Your goal:
Which lines in the entries below contain the word "background"? Show each of those lines in full.

Extracted information:
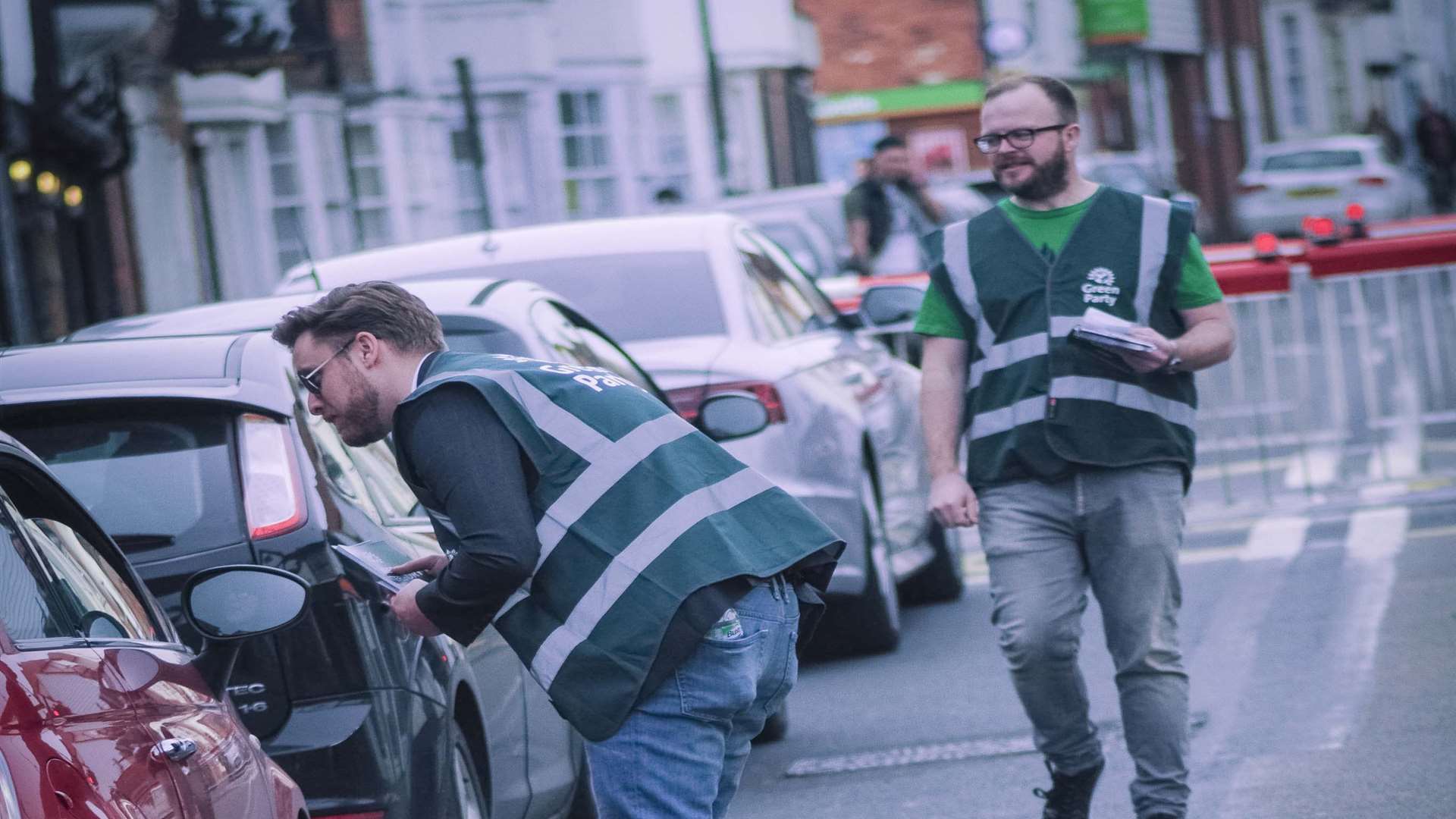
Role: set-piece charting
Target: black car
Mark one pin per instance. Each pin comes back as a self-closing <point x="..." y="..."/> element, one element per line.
<point x="188" y="438"/>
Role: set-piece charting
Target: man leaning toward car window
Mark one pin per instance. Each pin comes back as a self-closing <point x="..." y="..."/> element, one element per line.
<point x="650" y="582"/>
<point x="1078" y="458"/>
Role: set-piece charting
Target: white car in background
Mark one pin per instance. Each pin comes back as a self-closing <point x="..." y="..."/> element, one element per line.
<point x="1321" y="177"/>
<point x="710" y="305"/>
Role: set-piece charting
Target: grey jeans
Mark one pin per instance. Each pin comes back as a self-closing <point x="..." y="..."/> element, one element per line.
<point x="1114" y="531"/>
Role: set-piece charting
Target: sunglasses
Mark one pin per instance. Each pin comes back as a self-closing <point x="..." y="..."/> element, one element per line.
<point x="1021" y="137"/>
<point x="310" y="381"/>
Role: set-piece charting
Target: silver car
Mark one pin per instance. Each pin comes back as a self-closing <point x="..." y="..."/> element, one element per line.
<point x="501" y="744"/>
<point x="708" y="305"/>
<point x="1288" y="181"/>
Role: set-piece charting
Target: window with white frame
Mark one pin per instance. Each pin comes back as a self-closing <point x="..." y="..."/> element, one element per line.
<point x="469" y="206"/>
<point x="328" y="134"/>
<point x="1294" y="80"/>
<point x="419" y="178"/>
<point x="590" y="183"/>
<point x="673" y="178"/>
<point x="372" y="200"/>
<point x="287" y="196"/>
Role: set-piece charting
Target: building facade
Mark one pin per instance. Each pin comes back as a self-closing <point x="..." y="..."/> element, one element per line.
<point x="584" y="108"/>
<point x="66" y="243"/>
<point x="1334" y="61"/>
<point x="913" y="69"/>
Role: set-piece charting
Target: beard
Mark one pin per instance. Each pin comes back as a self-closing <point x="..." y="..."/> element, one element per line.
<point x="1044" y="181"/>
<point x="360" y="423"/>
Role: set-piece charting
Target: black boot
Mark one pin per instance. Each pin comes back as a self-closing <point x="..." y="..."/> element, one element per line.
<point x="1071" y="795"/>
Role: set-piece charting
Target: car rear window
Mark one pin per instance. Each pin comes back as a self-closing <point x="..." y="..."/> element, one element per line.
<point x="1313" y="161"/>
<point x="632" y="297"/>
<point x="158" y="479"/>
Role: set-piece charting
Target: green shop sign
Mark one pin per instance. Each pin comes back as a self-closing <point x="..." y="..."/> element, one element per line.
<point x="1110" y="22"/>
<point x="899" y="101"/>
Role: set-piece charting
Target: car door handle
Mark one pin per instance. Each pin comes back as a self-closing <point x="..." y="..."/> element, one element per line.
<point x="174" y="749"/>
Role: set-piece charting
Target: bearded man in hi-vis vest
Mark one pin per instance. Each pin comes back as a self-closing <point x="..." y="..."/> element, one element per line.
<point x="650" y="582"/>
<point x="1078" y="455"/>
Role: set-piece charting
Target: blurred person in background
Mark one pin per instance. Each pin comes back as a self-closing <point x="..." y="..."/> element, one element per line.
<point x="889" y="212"/>
<point x="1078" y="458"/>
<point x="1378" y="126"/>
<point x="1436" y="139"/>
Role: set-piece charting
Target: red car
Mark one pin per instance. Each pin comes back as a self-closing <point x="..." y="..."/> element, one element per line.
<point x="104" y="713"/>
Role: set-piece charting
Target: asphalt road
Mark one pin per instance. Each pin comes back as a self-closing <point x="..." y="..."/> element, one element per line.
<point x="1324" y="684"/>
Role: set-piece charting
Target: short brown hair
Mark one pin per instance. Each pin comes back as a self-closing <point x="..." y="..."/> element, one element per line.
<point x="382" y="308"/>
<point x="1056" y="91"/>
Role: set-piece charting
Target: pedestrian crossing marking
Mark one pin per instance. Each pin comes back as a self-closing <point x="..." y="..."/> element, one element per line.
<point x="1432" y="532"/>
<point x="1316" y="468"/>
<point x="1376" y="534"/>
<point x="1276" y="538"/>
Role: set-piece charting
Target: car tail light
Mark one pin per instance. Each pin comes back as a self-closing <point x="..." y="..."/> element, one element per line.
<point x="1266" y="245"/>
<point x="686" y="400"/>
<point x="273" y="491"/>
<point x="1320" y="229"/>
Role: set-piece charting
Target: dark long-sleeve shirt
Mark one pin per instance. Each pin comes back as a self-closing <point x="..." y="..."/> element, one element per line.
<point x="455" y="444"/>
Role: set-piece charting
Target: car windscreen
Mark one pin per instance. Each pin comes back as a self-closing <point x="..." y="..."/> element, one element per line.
<point x="1313" y="161"/>
<point x="632" y="297"/>
<point x="158" y="479"/>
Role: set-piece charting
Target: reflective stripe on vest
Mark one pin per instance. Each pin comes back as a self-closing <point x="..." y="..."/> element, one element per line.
<point x="625" y="567"/>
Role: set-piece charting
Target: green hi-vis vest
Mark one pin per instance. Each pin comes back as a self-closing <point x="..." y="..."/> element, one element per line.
<point x="1027" y="376"/>
<point x="635" y="510"/>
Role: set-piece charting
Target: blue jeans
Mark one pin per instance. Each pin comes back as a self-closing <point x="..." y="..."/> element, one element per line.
<point x="682" y="751"/>
<point x="1114" y="531"/>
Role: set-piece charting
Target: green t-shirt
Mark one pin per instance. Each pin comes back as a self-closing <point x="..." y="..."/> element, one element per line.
<point x="1049" y="231"/>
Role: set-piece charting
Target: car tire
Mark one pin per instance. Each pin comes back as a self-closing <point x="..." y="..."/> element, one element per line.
<point x="944" y="577"/>
<point x="465" y="777"/>
<point x="870" y="624"/>
<point x="777" y="726"/>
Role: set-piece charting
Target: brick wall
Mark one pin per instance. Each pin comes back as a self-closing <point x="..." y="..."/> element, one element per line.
<point x="873" y="44"/>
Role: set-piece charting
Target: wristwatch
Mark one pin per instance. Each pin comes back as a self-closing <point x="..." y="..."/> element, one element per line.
<point x="1174" y="360"/>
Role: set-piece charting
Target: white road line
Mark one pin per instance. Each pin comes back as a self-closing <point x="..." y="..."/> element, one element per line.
<point x="1397" y="458"/>
<point x="1373" y="542"/>
<point x="1276" y="538"/>
<point x="1315" y="468"/>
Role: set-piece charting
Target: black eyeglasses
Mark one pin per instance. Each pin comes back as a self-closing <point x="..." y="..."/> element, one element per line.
<point x="310" y="381"/>
<point x="1021" y="137"/>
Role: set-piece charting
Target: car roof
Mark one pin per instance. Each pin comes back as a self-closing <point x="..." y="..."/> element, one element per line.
<point x="254" y="315"/>
<point x="239" y="369"/>
<point x="1340" y="142"/>
<point x="11" y="447"/>
<point x="588" y="238"/>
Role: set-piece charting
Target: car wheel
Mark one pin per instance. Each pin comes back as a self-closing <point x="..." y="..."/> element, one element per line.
<point x="871" y="621"/>
<point x="777" y="726"/>
<point x="465" y="776"/>
<point x="944" y="577"/>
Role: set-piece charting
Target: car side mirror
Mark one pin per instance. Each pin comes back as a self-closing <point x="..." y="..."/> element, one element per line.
<point x="730" y="416"/>
<point x="229" y="604"/>
<point x="887" y="305"/>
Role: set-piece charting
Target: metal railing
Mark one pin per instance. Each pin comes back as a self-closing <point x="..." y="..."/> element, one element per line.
<point x="1340" y="384"/>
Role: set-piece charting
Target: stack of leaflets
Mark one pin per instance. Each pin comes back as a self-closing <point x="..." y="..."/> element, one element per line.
<point x="373" y="560"/>
<point x="1109" y="331"/>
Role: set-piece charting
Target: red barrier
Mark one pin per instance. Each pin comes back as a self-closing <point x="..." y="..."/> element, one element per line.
<point x="1417" y="242"/>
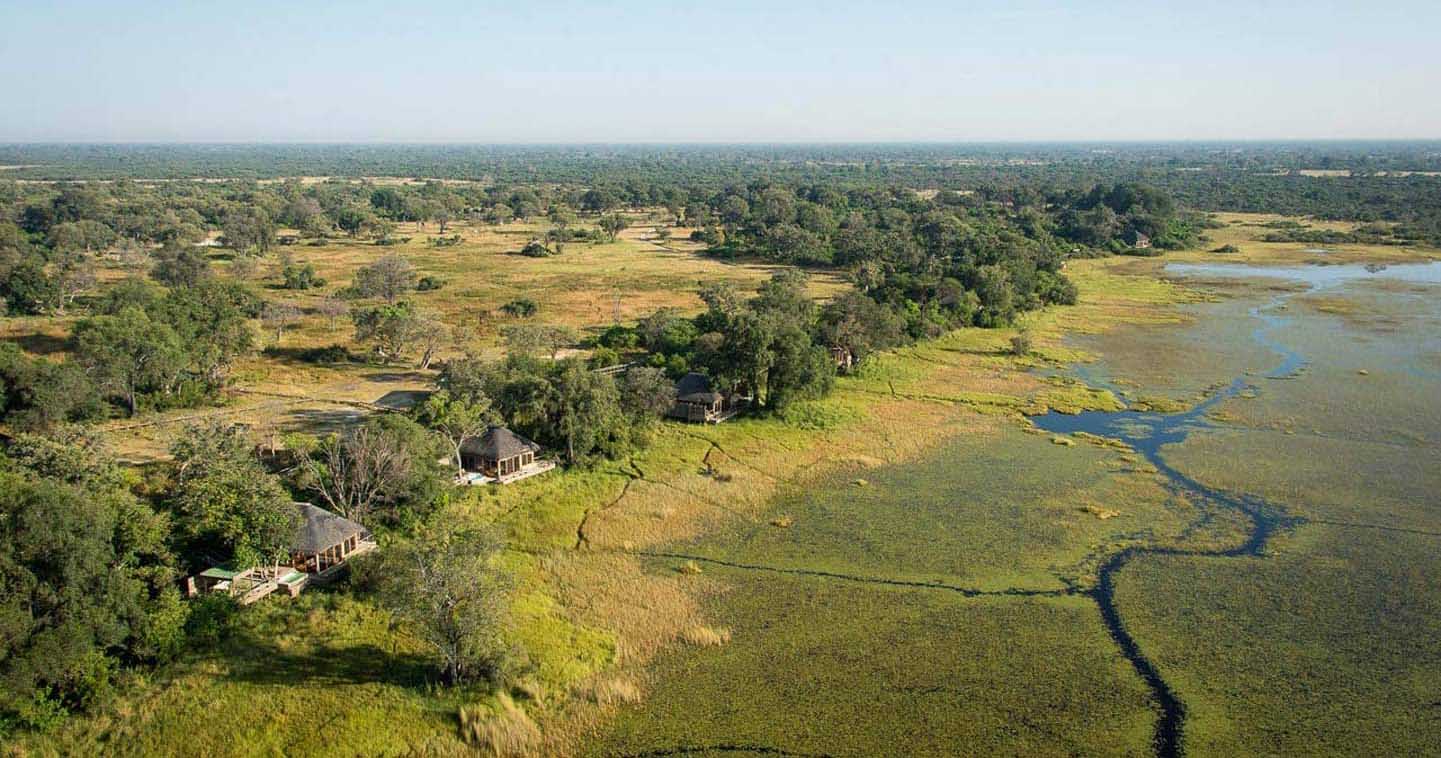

Written reply:
Target: white car in background
Target: blurred person in background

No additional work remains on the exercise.